Data:
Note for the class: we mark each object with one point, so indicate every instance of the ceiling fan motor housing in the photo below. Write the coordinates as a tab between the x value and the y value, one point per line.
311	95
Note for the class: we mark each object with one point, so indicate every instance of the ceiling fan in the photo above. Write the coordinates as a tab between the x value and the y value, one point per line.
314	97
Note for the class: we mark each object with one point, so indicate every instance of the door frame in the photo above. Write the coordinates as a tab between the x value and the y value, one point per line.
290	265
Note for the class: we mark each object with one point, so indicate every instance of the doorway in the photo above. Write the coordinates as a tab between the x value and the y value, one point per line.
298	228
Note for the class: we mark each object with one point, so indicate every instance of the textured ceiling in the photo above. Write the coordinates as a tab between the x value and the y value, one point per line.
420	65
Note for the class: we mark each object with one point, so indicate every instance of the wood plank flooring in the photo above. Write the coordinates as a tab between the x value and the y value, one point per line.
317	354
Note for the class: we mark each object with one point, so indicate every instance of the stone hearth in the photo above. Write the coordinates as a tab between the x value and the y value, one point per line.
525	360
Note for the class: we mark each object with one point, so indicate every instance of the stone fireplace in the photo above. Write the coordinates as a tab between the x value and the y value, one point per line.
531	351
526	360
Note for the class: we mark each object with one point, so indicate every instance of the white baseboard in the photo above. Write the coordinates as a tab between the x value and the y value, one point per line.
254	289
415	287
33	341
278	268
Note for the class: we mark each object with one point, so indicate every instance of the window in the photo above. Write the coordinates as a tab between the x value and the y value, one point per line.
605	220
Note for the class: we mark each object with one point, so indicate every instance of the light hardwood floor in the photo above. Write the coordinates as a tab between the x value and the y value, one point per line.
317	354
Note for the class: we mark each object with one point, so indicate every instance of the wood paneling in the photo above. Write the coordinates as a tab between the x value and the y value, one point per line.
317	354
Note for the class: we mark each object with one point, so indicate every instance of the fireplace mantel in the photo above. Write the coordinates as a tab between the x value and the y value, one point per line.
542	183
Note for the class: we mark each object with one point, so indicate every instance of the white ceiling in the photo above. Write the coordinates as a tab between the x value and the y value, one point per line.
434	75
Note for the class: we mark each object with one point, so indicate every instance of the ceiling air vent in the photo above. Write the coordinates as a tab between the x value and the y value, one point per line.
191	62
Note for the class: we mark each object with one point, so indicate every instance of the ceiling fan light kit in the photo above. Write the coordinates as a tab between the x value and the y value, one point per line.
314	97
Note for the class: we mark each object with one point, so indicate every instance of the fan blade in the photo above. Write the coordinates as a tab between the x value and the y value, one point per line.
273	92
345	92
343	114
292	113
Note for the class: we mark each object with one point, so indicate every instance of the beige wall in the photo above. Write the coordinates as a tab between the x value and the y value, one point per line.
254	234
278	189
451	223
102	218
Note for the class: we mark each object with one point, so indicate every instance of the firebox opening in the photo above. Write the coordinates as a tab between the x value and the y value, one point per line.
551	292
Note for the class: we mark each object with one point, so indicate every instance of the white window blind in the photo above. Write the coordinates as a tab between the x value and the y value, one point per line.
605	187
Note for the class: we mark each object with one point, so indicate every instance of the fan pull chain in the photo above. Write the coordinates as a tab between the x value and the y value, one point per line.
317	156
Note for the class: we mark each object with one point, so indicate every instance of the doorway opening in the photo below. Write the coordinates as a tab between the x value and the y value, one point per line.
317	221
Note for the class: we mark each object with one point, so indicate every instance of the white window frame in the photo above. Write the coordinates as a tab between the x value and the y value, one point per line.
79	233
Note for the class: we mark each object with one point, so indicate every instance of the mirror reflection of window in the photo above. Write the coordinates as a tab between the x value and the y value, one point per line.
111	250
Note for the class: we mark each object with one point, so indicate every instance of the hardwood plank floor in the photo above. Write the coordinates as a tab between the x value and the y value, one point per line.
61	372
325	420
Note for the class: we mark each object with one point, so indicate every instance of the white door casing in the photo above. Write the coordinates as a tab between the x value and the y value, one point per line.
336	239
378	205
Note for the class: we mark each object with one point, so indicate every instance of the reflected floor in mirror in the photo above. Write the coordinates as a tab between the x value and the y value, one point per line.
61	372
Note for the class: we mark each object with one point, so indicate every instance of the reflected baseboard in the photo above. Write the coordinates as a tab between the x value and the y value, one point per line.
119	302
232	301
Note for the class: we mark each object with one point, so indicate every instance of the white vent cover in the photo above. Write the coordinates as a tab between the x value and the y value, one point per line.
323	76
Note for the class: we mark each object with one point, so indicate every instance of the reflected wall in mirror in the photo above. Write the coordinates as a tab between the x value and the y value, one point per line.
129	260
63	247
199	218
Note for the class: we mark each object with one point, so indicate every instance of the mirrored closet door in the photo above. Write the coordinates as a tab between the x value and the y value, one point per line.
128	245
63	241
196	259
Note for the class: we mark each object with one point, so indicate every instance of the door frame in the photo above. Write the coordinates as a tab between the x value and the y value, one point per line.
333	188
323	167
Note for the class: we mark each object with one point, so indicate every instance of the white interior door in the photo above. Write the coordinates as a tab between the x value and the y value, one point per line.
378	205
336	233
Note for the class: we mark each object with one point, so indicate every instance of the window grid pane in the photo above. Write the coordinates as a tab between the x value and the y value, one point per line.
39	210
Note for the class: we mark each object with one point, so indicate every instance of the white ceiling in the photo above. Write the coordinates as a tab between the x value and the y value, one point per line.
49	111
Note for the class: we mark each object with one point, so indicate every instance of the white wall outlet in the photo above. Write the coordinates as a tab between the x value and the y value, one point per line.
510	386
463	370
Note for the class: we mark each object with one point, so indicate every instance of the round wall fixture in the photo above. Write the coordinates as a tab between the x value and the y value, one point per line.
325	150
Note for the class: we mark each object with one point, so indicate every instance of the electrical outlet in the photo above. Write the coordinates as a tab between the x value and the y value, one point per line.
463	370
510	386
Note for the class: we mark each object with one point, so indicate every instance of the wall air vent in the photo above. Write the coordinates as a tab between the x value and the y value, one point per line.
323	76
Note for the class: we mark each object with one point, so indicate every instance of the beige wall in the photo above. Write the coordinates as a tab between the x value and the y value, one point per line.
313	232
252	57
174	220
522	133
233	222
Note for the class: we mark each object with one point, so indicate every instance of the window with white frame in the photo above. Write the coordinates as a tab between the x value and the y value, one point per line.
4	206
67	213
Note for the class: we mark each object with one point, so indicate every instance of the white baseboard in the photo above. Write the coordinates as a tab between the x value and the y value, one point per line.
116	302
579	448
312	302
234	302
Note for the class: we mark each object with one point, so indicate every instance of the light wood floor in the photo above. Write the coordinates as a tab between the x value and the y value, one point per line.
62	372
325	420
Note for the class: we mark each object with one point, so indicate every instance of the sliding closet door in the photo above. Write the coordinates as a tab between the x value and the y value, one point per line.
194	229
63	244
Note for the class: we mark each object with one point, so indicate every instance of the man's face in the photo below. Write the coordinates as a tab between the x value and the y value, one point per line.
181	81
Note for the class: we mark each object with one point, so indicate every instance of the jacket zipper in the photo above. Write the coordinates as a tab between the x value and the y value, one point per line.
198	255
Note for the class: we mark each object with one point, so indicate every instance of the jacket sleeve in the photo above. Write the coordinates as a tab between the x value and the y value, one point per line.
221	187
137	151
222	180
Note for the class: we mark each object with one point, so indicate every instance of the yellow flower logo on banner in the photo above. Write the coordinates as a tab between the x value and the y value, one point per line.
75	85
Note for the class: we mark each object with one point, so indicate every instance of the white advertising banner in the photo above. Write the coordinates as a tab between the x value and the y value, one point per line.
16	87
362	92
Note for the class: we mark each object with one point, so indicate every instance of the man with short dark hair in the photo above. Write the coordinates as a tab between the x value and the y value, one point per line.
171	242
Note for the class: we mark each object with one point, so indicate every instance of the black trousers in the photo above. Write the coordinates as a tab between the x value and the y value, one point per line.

Written exercise: Can you render all the entries above as a Markdown table with two columns, "No." for the row number and "Text" for the line, leaving out any blank lines?

Exercise answer:
| No. | Text |
|---|---|
| 1 | Note for the class: we mark each object with one point, so indicate every instance of the ceiling fan motor housing in the photo below. Write the coordinates as a tab between the x value and the y value, one point per line. |
| 2 | 311	95 |
| 3 | Note for the class: we mark each object with one point, so indicate every instance of the ceiling fan in the photo above. Write the coordinates as a tab between the x value and the y value, one point per line. |
| 4 | 314	97 |
| 5 | Note for the class: we mark each object with one point, so indicate every instance of the door frame in the photo above. Write the coordinates as a tab between the x value and the y value, one point per line. |
| 6 | 290	265 |
| 7 | Note for the class: we mark each object with one point, so indicate every instance of the doorway in the photo above. Write the coordinates as a tab between the x value and the y value, one point per line. |
| 8 | 298	228 |
| 9 | Note for the class: we mark each object with one point, so indicate every instance of the textured ceiling in the photo above. Write the coordinates as a tab between the x value and the y value, one point per line. |
| 10 | 420	65 |
| 11 | Note for the class: we mark each object with one point, so indicate every instance of the wood plank flooring in the photo above. Write the coordinates as a tab between the x value and the y value, one point per line. |
| 12 | 317	354 |
| 13 | Note for the class: we mark each object with one point, so indicate every instance of the stone hearth in the photo above. Write the coordinates as a tab between the x value and the y value, one point per line. |
| 14 | 525	360 |
| 15 | Note for the class: we mark each object with one point, so indicate every instance of the stone fireplace in the photo above. Write the coordinates as a tab between the x value and the y value, one point per line. |
| 16 | 531	351 |
| 17 | 526	360 |
| 18 | Note for the class: we mark each object with one point, so indicate every instance of the white baseboard in the photo above. Write the coordinates as a tab between the x value and the y value, one point per line. |
| 19 | 254	289 |
| 20 | 415	287 |
| 21 | 33	341 |
| 22 | 278	268 |
| 23 | Note for the class: we mark each object with one point, so indicate every instance of the window in the photo above. Write the coordinates as a tab between the x value and the y value, one point per line. |
| 24 | 605	220 |
| 25 | Note for the class: we mark each object with one point, so indicate every instance of the light hardwood floor in the photo above. Write the coordinates as a tab between the x value and the y value, one point per line. |
| 26 | 317	354 |
| 27 | Note for the class: we mark each object with one point, so indicate every instance of the wood paneling in the photo above. Write the coordinates as a tab between the x value and the y value, one point per line. |
| 28 | 317	354 |
| 29 | Note for the class: we mark each object with one point, so indicate every instance of the fireplace mantel in the photo above. Write the coordinates as a tab between the x value and the y value, one point per line. |
| 30 | 542	183 |
| 31 | Note for the class: we mark each object with one point, so indicate every instance of the white ceiling in the photo above. Write the coordinates as a tab between the x value and the y value, one point per line. |
| 32 | 434	75 |
| 33 | Note for the class: we mark each object with one point, so indicate every instance of the ceiling air vent in the photo above. Write the coordinates as a tab between the x value and the y value, one point per line. |
| 34 | 191	62 |
| 35 | Note for the class: we mark each object with one point, so indicate every instance of the ceiling fan light kit in the photo above. Write the coordinates as a tab between the x value and the y value, one point per line. |
| 36 | 314	97 |
| 37 | Note for the class: we mark each object with one point, so indicate every instance of the fan blade in the photo above. Write the coordinates as a tab between the x value and the y value, one point per line. |
| 38 | 273	92 |
| 39 | 345	92 |
| 40 | 343	114 |
| 41 | 292	113 |
| 42 | Note for the class: we mark each object with one point, so indicate every instance of the beige wall in the photo above. Write the coordinates as a tab between the x value and the y value, one point per line. |
| 43 | 254	234 |
| 44 | 278	189 |
| 45 | 451	223 |
| 46 | 102	218 |
| 47 | Note for the class: we mark each object with one point, so indicate every instance of the firebox opening in the photo above. Write the coordinates as a tab between the x value and the y value, one point per line. |
| 48 | 551	292 |
| 49 | Note for the class: we mark each object with one point, so indicate every instance of the white window blind in the photo above. Write the coordinates as a tab between the x value and the y value, one point per line. |
| 50 | 605	187 |
| 51 | Note for the class: we mark each object with one point, so indicate every instance of the fan pull chain in the photo above. Write the coordinates as a tab between the x value and the y value, one point per line. |
| 52 | 317	156 |
| 53 | Note for the class: we mark each object with one point, so indicate every instance of the doorway opening in the photo below. Write the coordinates as a tab between the x value and the y value, one point per line. |
| 54 | 317	221 |
| 55 | Note for the class: we mark each object with one point, so indicate every instance of the white window frame in the photo above. Write the coordinates as a tab between the x value and the y value, one point per line. |
| 56 | 79	233 |
| 57 | Note for the class: we mark each object with one point, so indicate every instance of the mirror reflection of window in the photo above. Write the coordinates as a tab between the x value and the y value, one point per line. |
| 58 | 111	250 |
| 59 | Note for the class: we mark each object with one point, so indicate every instance of the hardwood plank floor in the photo above. Write the coordinates as a tab between the x value and the y value, one point per line. |
| 60 | 61	372 |
| 61 | 325	420 |
| 62 | Note for the class: we mark each object with one point, so indicate every instance of the white door casing in the photo above. Write the coordinates as a tab between the x value and the y value, one point per line. |
| 63 | 336	239 |
| 64 | 378	205 |
| 65 | Note for the class: we mark each object with one point, so indicate every instance of the reflected floor in mirror in the photo above. Write the coordinates as a tab between the x value and the y value, one point per line. |
| 66 | 61	372 |
| 67 | Note for the class: we mark each object with one point, so indicate every instance of the reflected baseboard in the photo above. Write the coordinates as a tab between the x value and the y value, one point per line. |
| 68 | 119	302 |
| 69 | 232	301 |
| 70 | Note for the class: we mark each object with one point, so indicate every instance of the white vent cover in the photo above. Write the coordinates as a tab between the x value and the y value, one point per line. |
| 71 | 323	76 |
| 72 | Note for the class: we mark each object with one point, so indicate every instance of the reflected wall in mirror in the photo above. Write the coordinates as a tab between the x value and the y value, one point per line. |
| 73 | 129	260 |
| 74 | 63	247 |
| 75 | 199	218 |
| 76 | Note for the class: we mark each object with one point, so indicate every instance of the mirrored closet door in the photo above. Write the coordinates as a tab between the x value and the y value, one point per line. |
| 77 | 128	245 |
| 78 | 63	241 |
| 79 | 196	259 |
| 80 | Note for the class: we mark each object with one point, so indicate every instance of the door frame in the photo above. Write the coordinates as a tab between the x value and the y value, one point per line. |
| 81 | 333	188 |
| 82 | 323	167 |
| 83 | Note for the class: we mark each object with one point, so indicate every instance of the white interior door in the photo above. Write the coordinates as a tab between the x value and the y value, one point per line. |
| 84 | 378	205 |
| 85 | 336	233 |
| 86 | Note for the class: we mark each object with one point, so indicate every instance of the window grid pane in the photo above. Write the coordinates as a tab between the x value and the y value, one point per line. |
| 87 | 39	210 |
| 88 | Note for the class: we mark each object with one point, so indicate every instance of the white ceiling in the photo above. Write the coordinates as a tab between the x value and the y value, one point per line. |
| 89 | 49	111 |
| 90 | Note for the class: we mark each object with one point, so indicate every instance of the white wall outlet in the photo above. Write the coordinates as a tab between the x value and the y value, one point per line. |
| 91 | 510	386 |
| 92 | 463	370 |
| 93 | Note for the class: we mark each object with one point, so indicate every instance of the round wall fixture in the photo above. Write the coordinates as a tab between the x value and the y value, one point per line. |
| 94 | 325	150 |
| 95 | Note for the class: we mark each object with one point, so indicate every instance of the electrical outlet in the photo above. Write the coordinates as a tab between the x value and the y value, one point per line. |
| 96 | 463	370 |
| 97 | 510	386 |
| 98 | Note for the class: we mark each object with one point, so indicate every instance of the wall air vent in the photo above. Write the coordinates as a tab between the x value and the y value, one point per line. |
| 99 | 323	76 |
| 100 | Note for the class: we mark each object with one point, so indicate every instance of the beige wall in the photo above. Write the coordinates as a tab between the x value and the y value, one point per line. |
| 101 | 313	232 |
| 102 | 252	57 |
| 103 | 174	220 |
| 104 | 522	133 |
| 105 | 233	222 |
| 106 | Note for the class: we mark each object with one point, so indicate every instance of the window with white frame in the photo above. Write the coordinates as a tab between the x value and the y value, one point per line. |
| 107 | 4	206 |
| 108 | 67	213 |
| 109 | Note for the class: we mark each object with one point, so indicate every instance of the white baseboard in the photo above. Write the coordinates as a tab between the x value and the y value, one point per line. |
| 110 | 116	302 |
| 111 | 579	448 |
| 112 | 312	302 |
| 113 | 234	302 |
| 114 | Note for the class: we mark each object with one point, so indicate every instance of the light wood floor in the photo above. Write the coordinates as a tab between the x value and the y value, one point per line. |
| 115 | 62	372 |
| 116 | 325	420 |
| 117 | Note for the class: we mark each object with one point, so indicate every instance of the sliding closet door in the photo above. Write the coordinates as a tab between the x value and the y value, one point per line. |
| 118 | 194	229 |
| 119 | 63	244 |
| 120 | Note for the class: we mark each object with one point, so indicate every instance of the man's face in the photo below. Write the coordinates as a tab between the x value and the y value, one point per line. |
| 121 | 181	81 |
| 122 | Note for the class: we mark each object with one point, so indicate every instance of the jacket zipper in the photo above. Write the coordinates as a tab between the x value and the y value, one point per line. |
| 123 | 198	255 |
| 124 | Note for the class: we mark each object with one point, so indicate every instance of the jacket sleeve in the photo above. Write the coordinates as a tab between the x value and the y value, one point per line. |
| 125 | 221	187 |
| 126 | 137	151 |
| 127 | 222	180 |
| 128 | Note for the class: we mark each object with one point, so indicate every instance of the yellow flower logo on banner in the photo above. Write the coordinates as a tab between the x value and the y value, one point per line. |
| 129 | 75	85 |
| 130 | Note for the class: we mark each object with one point, so indicate every instance of the white advertising banner in the photo above. Write the coordinates as a tab between the x value and the y value, one point per line. |
| 131 | 16	87 |
| 132 | 362	92 |
| 133 | Note for the class: we mark each object with one point, so indicate every instance of the man with short dark hair in the photo above. Write the coordinates as a tab between the x value and the y value, one point per line. |
| 134 | 171	242 |
| 135 | Note for the class: we mark each object with one point, so indicate every instance of the black trousers in the photo above. Write the coordinates as a tab between the x value and the y value, one point per line. |